== Selected excerpt ==
━━━━━━━━━━━━━━━━━━━━━━━━━━━━━━

I tried this morning and this afternoon south Avon and 10 oz. would not stick, frustrating. I did stop and help a guy dig one out right at the ramp. He rented a 4WD and the front hubs didn't engage so he was in 2 WD and buried. We wound up dropping the tire pressure from 25 to 14 and got it out. While digging him out there was a 2 ft. hole where somebody else was stuck and the goober didn't fill in his hole! I would have been pissed if I dropped it that so I filled in that one also. 
I'm almost ready to go pier fishing....If I only knew how, lol
Good luck guys


----------



## surfchunker (Apr 10, 2006)

sucked to be us too today, one blow toad and one small pomp, rode down to 55 and it was packed again, turned around went to 32 and then 38 and your right it was ripping, did see one kid about 10 land a nice pup. came back down to Frisco and fished the hole at the end of the street, not much but got a 17" pup there yesterday and guy beside us got a 16 and 40 incher


----------



## bronzbck1 (Jun 13, 2007)

Tommy got a big 51" pig this afternoon north of Avon


----------



## surfchunker (Apr 10, 2006)

I saw the pic it was a hog for sure


----------



## cooper138 (Aug 8, 2012)

Tommys was a surf pig for real. Just came in from soaking baits all night. Nada.


----------



## Drumdum (Jan 6, 2003)

Good deal,hope the pigs are coming like they did two years ago.. Thanks for the report..


----------



## surfchunker (Apr 10, 2006)

Heading to Avon


----------



## buckstand (Sep 17, 2014)

Fished 25 from 7:30 till 3 PM, no drum, one 13" Black Drum on a piece of shrimp "Rivers" double drop rig and blues on the drum rigs. The blues would more or less hook themselves on those 7/0 circle hooks it was not my fishing skill by any means. Just cast past the first breaker and its blues territory. Just enough grass to be aggravating. 6 ozs would hold well till the grass built up. From 25 to 27 fishermen as thick as Geese in a park. I might go a time or two more before I leave to go home but I've bout' had enough of the crowd. One guy came flying by between me (standing at my rods) and my truck. Glad my wife was not walking toward the rods or I was walking back to my truck and not paying attention like I sometimes do, lol.
Congrats to Tommy on his pig!!


----------



## dlpetrey (Oct 30, 2013)

I understand that 43 is now open all the way to the point. Hopefully that will spread the crowd out some.

━━━━━━━━━━━━━━━━━━━━━━━━━━━━━━

== What you will do ==
Write out the fishing report thread word for word, starting with "Fished 25 from" and going on through "on his pig!!".

━━━━━━━━━━━━━━━━━━━━━━━━━━━━━━

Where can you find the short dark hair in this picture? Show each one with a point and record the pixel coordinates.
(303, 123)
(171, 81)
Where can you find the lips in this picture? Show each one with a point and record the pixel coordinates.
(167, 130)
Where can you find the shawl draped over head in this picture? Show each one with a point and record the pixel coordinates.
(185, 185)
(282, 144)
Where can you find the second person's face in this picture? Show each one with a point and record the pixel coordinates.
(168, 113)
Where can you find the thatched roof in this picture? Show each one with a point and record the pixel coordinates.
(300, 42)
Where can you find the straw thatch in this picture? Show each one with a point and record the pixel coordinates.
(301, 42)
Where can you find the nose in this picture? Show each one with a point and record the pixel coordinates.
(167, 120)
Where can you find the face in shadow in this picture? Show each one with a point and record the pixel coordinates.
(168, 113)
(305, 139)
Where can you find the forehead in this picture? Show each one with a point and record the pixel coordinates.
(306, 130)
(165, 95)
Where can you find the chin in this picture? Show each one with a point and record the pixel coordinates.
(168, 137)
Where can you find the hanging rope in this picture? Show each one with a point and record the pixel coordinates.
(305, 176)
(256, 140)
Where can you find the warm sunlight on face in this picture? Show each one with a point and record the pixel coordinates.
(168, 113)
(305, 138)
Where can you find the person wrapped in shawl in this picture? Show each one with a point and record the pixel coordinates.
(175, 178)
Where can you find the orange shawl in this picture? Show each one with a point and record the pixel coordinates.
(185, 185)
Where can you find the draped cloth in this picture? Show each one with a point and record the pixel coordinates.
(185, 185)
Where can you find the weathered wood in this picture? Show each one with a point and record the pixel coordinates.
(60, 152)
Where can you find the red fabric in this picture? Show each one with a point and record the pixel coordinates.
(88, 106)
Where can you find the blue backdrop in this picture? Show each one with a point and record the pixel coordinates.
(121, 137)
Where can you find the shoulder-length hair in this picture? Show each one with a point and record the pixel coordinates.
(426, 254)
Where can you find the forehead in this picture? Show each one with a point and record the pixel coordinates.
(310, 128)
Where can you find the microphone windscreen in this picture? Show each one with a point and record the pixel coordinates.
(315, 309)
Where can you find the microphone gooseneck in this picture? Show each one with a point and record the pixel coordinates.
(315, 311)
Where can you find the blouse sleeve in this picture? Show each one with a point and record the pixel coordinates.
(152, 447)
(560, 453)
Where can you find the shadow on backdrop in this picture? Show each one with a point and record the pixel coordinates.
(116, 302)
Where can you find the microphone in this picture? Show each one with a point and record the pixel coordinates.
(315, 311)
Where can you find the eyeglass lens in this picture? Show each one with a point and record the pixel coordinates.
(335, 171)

━━━━━━━━━━━━━━━━━━━━━━━━━━━━━━

== Task result ==
Fished 25 from 7:30 till 3 PM, no drum, one 13" Black Drum on a piece of shrimp "Rivers" double drop rig and blues on the drum rigs. The blues would more or less hook themselves on those 7/0 circle hooks it was not my fishing skill by any means. Just cast past the first breaker and its blues territory. Just enough grass to be aggravating. 6 ozs would hold well till the grass built up. From 25 to 27 fishermen as thick as Geese in a park. I might go a time or two more before I leave to go home but I've bout' had enough of the crowd. One guy came flying by between me (standing at my rods) and my truck. Glad my wife was not walking toward the rods or I was walking back to my truck and not paying attention like I sometimes do, lol.
Congrats to Tommy on his pig!!